*GIVEN ENTRIES*
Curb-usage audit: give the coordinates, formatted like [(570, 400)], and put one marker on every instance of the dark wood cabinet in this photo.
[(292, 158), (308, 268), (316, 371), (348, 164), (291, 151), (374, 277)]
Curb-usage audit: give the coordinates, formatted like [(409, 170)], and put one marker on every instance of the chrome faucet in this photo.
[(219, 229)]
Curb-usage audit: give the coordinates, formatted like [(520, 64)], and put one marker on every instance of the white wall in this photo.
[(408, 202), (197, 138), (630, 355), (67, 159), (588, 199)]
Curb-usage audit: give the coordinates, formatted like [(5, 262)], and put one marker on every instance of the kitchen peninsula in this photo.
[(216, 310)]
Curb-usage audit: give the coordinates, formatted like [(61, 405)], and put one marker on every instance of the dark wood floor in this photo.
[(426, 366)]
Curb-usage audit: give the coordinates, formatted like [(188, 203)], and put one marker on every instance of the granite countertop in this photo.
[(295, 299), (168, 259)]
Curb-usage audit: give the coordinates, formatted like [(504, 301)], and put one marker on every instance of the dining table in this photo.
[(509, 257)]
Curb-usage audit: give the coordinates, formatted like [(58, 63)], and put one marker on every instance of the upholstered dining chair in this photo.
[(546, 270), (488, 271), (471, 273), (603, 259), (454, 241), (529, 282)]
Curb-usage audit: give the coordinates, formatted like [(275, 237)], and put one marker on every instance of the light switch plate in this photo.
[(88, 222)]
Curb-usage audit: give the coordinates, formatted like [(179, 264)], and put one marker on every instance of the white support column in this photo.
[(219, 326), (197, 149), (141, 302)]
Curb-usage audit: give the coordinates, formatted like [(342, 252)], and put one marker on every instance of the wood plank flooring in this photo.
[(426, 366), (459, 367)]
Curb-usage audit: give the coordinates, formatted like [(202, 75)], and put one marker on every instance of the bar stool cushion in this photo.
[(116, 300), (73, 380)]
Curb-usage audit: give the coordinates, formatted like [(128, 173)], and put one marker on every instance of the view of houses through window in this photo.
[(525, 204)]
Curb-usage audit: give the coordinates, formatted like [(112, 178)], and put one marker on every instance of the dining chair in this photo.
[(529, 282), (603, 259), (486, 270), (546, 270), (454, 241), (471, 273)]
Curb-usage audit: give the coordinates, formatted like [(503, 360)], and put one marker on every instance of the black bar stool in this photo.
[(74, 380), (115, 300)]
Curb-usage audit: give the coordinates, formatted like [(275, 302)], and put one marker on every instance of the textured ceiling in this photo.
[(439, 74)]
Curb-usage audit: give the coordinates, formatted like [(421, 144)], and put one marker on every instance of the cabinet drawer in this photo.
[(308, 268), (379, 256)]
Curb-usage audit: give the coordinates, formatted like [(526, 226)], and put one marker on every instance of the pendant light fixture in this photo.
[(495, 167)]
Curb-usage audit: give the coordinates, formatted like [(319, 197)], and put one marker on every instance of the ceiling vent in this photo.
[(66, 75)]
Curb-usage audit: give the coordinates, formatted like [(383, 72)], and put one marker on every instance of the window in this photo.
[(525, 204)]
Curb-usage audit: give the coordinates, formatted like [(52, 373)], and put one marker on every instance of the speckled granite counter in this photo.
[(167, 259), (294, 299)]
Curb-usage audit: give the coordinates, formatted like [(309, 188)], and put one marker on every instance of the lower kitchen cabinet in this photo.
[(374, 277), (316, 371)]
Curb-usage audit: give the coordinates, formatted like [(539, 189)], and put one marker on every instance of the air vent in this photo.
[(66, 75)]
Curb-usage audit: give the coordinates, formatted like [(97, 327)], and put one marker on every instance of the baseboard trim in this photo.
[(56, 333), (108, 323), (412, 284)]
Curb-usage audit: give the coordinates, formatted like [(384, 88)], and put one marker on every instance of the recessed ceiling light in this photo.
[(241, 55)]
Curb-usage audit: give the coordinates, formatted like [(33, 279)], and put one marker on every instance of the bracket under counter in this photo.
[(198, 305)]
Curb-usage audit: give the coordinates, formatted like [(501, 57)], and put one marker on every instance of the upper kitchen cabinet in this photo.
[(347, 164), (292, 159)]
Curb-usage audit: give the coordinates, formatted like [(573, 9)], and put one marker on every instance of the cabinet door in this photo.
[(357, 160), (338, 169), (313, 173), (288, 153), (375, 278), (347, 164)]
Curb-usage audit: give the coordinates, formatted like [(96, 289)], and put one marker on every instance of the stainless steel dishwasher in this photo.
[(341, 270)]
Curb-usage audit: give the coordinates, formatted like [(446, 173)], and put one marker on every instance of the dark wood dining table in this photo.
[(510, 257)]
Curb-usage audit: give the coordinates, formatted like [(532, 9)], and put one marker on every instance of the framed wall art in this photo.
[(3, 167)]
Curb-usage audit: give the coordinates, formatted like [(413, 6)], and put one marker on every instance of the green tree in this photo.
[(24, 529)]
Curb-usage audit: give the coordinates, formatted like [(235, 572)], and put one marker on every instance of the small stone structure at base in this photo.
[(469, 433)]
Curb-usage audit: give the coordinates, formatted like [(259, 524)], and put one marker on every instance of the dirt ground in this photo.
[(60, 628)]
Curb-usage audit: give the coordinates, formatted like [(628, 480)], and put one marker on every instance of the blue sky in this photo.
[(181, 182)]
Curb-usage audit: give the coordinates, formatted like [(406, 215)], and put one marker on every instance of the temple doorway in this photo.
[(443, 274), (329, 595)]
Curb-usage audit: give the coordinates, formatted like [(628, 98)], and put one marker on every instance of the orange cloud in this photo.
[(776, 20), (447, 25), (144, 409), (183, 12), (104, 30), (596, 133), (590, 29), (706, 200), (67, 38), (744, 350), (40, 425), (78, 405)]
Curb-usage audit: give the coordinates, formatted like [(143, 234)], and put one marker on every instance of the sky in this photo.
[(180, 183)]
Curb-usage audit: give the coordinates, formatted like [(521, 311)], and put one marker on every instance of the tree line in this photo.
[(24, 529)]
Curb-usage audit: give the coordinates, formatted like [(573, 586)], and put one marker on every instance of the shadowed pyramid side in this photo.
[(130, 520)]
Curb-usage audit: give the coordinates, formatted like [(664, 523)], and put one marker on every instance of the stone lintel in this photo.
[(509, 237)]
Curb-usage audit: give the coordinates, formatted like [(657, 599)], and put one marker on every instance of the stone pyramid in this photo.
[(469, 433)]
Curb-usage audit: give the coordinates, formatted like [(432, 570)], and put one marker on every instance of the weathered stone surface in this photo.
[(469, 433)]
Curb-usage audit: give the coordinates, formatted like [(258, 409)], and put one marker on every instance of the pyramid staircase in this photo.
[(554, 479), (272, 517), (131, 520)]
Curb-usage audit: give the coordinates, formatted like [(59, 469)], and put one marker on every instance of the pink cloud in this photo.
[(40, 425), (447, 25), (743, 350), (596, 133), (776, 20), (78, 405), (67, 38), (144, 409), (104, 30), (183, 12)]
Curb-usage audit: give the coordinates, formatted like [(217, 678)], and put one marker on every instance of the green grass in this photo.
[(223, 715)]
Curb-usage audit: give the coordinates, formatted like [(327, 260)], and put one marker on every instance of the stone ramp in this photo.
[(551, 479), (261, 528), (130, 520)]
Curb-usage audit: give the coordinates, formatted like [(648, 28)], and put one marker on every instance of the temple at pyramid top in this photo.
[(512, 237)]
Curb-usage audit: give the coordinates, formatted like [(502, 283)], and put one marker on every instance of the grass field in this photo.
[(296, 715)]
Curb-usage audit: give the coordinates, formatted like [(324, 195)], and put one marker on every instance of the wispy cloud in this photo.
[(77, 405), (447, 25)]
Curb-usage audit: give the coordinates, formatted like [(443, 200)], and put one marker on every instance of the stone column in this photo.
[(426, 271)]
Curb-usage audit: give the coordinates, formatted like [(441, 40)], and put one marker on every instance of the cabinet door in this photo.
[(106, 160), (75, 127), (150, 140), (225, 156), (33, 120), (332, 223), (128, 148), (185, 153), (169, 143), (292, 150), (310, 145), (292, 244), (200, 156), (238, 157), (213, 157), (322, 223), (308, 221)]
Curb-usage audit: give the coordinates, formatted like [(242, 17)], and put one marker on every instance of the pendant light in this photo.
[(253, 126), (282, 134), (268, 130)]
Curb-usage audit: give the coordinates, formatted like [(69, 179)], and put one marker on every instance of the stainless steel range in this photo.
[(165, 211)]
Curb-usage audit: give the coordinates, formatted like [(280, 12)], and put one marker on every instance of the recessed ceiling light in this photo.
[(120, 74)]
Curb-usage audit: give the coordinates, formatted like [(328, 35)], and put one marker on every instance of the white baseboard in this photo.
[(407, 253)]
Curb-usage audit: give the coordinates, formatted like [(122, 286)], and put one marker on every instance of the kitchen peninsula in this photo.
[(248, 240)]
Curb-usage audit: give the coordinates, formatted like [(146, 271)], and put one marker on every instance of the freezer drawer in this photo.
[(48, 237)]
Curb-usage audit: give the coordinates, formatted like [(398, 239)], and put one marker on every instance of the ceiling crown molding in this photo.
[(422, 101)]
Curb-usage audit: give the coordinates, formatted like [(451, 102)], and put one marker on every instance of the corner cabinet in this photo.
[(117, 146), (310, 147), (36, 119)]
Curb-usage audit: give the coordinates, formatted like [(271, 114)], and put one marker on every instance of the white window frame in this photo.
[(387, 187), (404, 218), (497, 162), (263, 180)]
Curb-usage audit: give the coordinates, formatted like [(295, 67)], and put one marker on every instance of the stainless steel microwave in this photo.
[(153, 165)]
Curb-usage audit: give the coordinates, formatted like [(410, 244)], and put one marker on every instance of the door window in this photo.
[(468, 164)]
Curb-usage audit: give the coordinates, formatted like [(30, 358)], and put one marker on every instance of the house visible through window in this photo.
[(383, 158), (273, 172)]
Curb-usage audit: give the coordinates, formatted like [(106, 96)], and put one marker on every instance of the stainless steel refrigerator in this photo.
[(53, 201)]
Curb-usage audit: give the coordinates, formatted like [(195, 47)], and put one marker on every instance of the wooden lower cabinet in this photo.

*THE REQUEST*
Repeat word for word the lines running from the line containing "microwave in this photo." to the end of the entries above, inclusive.

*ANSWER*
Curb-usage audit: give the coordinates, formatted like [(295, 67)], and put one marker on every instance of the stainless steel microwave in this photo.
[(153, 165)]
Curb-usage audit: give the coordinates, formatted like [(410, 244)], and put one marker on every instance of the door window in this photo.
[(468, 164)]
Curb-usage audit: give the coordinates, formatted like [(30, 358)], and put one marker on every instance of the house visible through window in this photo.
[(383, 158), (273, 172)]
Curb-usage audit: give the coordinates, formatted like [(106, 96)], and put one marker on every instance of the stainless steel refrigerator in this photo.
[(53, 201)]
Curb-usage audit: give the coordinates, formatted like [(195, 47)], and put one marker on every instance of the wooden lower cabinet in this photo.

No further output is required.